=== Begin Enclosure ===
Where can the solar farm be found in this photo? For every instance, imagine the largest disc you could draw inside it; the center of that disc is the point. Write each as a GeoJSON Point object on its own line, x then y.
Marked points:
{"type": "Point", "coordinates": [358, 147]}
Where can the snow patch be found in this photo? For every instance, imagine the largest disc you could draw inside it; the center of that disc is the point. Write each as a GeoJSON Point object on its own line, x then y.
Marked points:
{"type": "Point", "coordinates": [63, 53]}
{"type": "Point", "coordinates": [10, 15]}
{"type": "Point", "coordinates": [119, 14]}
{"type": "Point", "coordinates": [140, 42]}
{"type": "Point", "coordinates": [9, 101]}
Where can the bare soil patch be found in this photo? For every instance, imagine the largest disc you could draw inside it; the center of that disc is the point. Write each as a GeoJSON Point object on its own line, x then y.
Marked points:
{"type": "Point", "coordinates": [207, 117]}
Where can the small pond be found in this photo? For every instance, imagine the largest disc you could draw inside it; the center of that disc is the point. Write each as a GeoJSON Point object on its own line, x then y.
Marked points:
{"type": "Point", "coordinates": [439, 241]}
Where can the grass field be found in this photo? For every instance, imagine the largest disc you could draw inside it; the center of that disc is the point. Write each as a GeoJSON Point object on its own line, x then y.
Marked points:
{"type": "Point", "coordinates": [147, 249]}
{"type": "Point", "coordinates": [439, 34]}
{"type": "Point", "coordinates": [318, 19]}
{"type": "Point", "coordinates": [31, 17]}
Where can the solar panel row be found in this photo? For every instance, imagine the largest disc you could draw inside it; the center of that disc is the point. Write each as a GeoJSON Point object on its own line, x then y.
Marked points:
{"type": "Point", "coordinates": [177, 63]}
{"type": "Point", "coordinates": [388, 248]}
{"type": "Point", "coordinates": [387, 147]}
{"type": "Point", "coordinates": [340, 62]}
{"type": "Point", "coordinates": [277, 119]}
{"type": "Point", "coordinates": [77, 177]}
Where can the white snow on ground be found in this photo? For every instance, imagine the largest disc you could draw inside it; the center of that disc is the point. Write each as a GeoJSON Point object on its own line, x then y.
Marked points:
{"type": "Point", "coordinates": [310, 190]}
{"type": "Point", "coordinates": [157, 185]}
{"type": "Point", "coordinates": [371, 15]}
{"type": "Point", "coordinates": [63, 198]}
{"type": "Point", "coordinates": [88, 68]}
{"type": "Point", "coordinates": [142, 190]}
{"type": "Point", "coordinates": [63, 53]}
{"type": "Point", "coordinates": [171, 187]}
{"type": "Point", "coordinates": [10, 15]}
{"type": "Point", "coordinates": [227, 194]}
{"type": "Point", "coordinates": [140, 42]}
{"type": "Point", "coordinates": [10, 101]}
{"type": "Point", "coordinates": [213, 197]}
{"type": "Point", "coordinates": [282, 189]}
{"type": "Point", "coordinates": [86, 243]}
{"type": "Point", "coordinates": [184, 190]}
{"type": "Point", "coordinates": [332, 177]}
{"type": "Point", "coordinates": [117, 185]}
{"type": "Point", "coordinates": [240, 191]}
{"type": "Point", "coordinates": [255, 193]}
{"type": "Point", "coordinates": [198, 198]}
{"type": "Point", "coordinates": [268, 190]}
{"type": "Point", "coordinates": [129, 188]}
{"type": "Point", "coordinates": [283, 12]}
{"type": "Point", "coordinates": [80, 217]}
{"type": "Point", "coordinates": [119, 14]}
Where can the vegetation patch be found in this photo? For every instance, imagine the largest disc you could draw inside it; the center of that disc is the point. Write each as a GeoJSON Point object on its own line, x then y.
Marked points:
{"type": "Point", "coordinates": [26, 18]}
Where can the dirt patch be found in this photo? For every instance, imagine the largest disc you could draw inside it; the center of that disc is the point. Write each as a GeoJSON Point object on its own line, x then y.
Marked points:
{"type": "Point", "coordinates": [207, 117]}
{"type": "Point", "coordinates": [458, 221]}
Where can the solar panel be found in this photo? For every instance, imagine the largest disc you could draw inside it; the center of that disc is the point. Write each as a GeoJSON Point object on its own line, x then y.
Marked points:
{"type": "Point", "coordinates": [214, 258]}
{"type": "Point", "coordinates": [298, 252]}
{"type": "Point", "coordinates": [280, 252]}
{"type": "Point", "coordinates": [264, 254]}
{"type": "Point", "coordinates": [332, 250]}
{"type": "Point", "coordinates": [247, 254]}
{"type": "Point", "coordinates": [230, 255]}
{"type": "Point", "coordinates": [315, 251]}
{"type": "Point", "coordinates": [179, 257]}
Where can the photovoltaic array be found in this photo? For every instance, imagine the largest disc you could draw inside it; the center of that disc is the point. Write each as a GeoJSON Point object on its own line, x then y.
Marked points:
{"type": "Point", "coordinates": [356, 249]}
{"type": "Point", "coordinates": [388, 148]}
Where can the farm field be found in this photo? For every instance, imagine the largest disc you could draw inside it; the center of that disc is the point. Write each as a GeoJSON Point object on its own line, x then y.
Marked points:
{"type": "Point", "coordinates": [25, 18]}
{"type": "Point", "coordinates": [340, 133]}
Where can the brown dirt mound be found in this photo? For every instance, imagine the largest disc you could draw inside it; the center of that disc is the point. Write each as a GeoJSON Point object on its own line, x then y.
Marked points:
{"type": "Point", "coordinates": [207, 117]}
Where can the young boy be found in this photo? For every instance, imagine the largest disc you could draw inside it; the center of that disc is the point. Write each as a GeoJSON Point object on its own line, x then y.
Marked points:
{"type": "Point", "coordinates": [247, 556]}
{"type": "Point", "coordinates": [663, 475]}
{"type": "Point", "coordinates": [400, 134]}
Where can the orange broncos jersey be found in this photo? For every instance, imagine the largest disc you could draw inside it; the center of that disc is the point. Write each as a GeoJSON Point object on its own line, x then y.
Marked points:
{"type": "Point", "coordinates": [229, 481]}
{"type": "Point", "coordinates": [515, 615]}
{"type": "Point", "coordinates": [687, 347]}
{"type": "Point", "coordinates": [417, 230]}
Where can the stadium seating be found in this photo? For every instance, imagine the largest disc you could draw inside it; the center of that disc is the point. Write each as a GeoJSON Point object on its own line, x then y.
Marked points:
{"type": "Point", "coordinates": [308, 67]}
=== End Enclosure ===
--- Task details ---
Every entry above should be returned exactly as written.

--- Exercise answer ---
Where can the solar farm be found in this photo? For every instance, imagine the largest disc you could draw inside it; the center of that disc is the point. Write each as a GeoJSON Point object on its own line, x then y.
Marked points:
{"type": "Point", "coordinates": [358, 147]}
Where can the snow patch be found in this photo? For every instance, imagine the largest disc you could draw inside it; the center of that disc is the point. Write each as a GeoJSON Point object on its own line, x then y.
Marked points:
{"type": "Point", "coordinates": [63, 53]}
{"type": "Point", "coordinates": [10, 15]}
{"type": "Point", "coordinates": [119, 14]}
{"type": "Point", "coordinates": [140, 42]}
{"type": "Point", "coordinates": [9, 101]}
Where can the bare soil patch be found in this photo? For every instance, imagine the largest disc you could draw inside it; the center of that disc is the point. Write each as a GeoJSON Point object on its own line, x then y.
Marked points:
{"type": "Point", "coordinates": [207, 117]}
Where can the small pond be found in this photo? For every instance, imagine the largest disc you could draw inside it; the center of that disc is the point. Write each as a GeoJSON Point object on its own line, x then y.
Marked points:
{"type": "Point", "coordinates": [439, 241]}
Where can the grass field be found in this photo? For every instance, imagine the largest disc you could draw inside it; the center of that disc is the point. Write each as a GeoJSON Point object on its own line, x then y.
Marked points:
{"type": "Point", "coordinates": [147, 249]}
{"type": "Point", "coordinates": [439, 34]}
{"type": "Point", "coordinates": [318, 19]}
{"type": "Point", "coordinates": [31, 17]}
Where can the solar panel row be found in this photo? For every instance, imagine the largest disc you could draw inside it; the center of that disc is the point. Write each as a GeoJSON Point object on its own line, x then y.
Marked points:
{"type": "Point", "coordinates": [177, 63]}
{"type": "Point", "coordinates": [388, 248]}
{"type": "Point", "coordinates": [387, 147]}
{"type": "Point", "coordinates": [340, 62]}
{"type": "Point", "coordinates": [277, 119]}
{"type": "Point", "coordinates": [77, 177]}
Where can the white snow on ground be found in this photo? For every instance, imagine the largest disc you could draw inside it; the center of that disc is the point. Write each as a GeoJSON Point object on its own line, x then y.
Marked points:
{"type": "Point", "coordinates": [310, 190]}
{"type": "Point", "coordinates": [157, 185]}
{"type": "Point", "coordinates": [371, 15]}
{"type": "Point", "coordinates": [63, 198]}
{"type": "Point", "coordinates": [88, 68]}
{"type": "Point", "coordinates": [142, 190]}
{"type": "Point", "coordinates": [63, 53]}
{"type": "Point", "coordinates": [171, 187]}
{"type": "Point", "coordinates": [10, 15]}
{"type": "Point", "coordinates": [227, 194]}
{"type": "Point", "coordinates": [140, 42]}
{"type": "Point", "coordinates": [10, 101]}
{"type": "Point", "coordinates": [213, 197]}
{"type": "Point", "coordinates": [282, 189]}
{"type": "Point", "coordinates": [86, 243]}
{"type": "Point", "coordinates": [184, 190]}
{"type": "Point", "coordinates": [332, 177]}
{"type": "Point", "coordinates": [117, 185]}
{"type": "Point", "coordinates": [240, 191]}
{"type": "Point", "coordinates": [255, 193]}
{"type": "Point", "coordinates": [198, 198]}
{"type": "Point", "coordinates": [268, 190]}
{"type": "Point", "coordinates": [129, 188]}
{"type": "Point", "coordinates": [283, 12]}
{"type": "Point", "coordinates": [80, 217]}
{"type": "Point", "coordinates": [119, 14]}
Where can the vegetation patch be found in this photo? For every instance, imagine the largest disc you could draw inside it; the center of that disc is the point. Write each as a GeoJSON Point object on its own line, x then y.
Marked points:
{"type": "Point", "coordinates": [26, 18]}
Where can the dirt patch be found in this photo? For every instance, imagine the largest disc you could draw inside it; the center of that disc is the point. Write each as a GeoJSON Point object on its own line, x then y.
Marked points:
{"type": "Point", "coordinates": [207, 117]}
{"type": "Point", "coordinates": [458, 221]}
Where can the solar panel be found in this photo? For every instance, imagine the largest disc you could draw inside it; the center of that disc is the point. Write each as a GeoJSON Point object on its own line, x then y.
Marked points:
{"type": "Point", "coordinates": [214, 258]}
{"type": "Point", "coordinates": [298, 252]}
{"type": "Point", "coordinates": [280, 252]}
{"type": "Point", "coordinates": [264, 254]}
{"type": "Point", "coordinates": [332, 250]}
{"type": "Point", "coordinates": [247, 254]}
{"type": "Point", "coordinates": [230, 255]}
{"type": "Point", "coordinates": [315, 251]}
{"type": "Point", "coordinates": [179, 257]}
Where can the photovoltaic array be found in this photo? For every instance, imagine the largest disc you could draw inside it; the center of that disc is the point. Write each as a GeoJSON Point object on its own line, x then y.
Marked points:
{"type": "Point", "coordinates": [356, 249]}
{"type": "Point", "coordinates": [388, 148]}
Where can the farm field be found in this photo? For every instance, imagine the largest disc you could draw inside it; the center of that disc is the point. Write each as a GeoJSON Point object on its own line, x then y.
Marked points:
{"type": "Point", "coordinates": [25, 18]}
{"type": "Point", "coordinates": [340, 133]}
Where can the brown dirt mound be found in this photo? For every instance, imagine the largest disc you could draw inside it; the center of that disc is the point. Write each as a GeoJSON Point object on its own line, x then y.
Marked points:
{"type": "Point", "coordinates": [207, 117]}
Where can the young boy be found in this photo? For every instance, imagine the largest disc you could draw inside it; the center of that disc is the point. Write each as a GeoJSON Point object on its own line, x then y.
Marked points:
{"type": "Point", "coordinates": [247, 556]}
{"type": "Point", "coordinates": [663, 475]}
{"type": "Point", "coordinates": [400, 134]}
Where can the orange broncos jersey be found in this photo? For every instance, imagine the largest disc you could draw inside it; the center of that disc is the point. Write each as a GeoJSON Point object on its own line, x then y.
Marked points:
{"type": "Point", "coordinates": [229, 481]}
{"type": "Point", "coordinates": [515, 615]}
{"type": "Point", "coordinates": [687, 347]}
{"type": "Point", "coordinates": [417, 230]}
Where can the stadium seating be found in this photo? For every instance, imagine the largest disc you could draw inside it; the center of that disc is the point. Write each as a GeoJSON Point object on its own line, x then y.
Marked points:
{"type": "Point", "coordinates": [308, 67]}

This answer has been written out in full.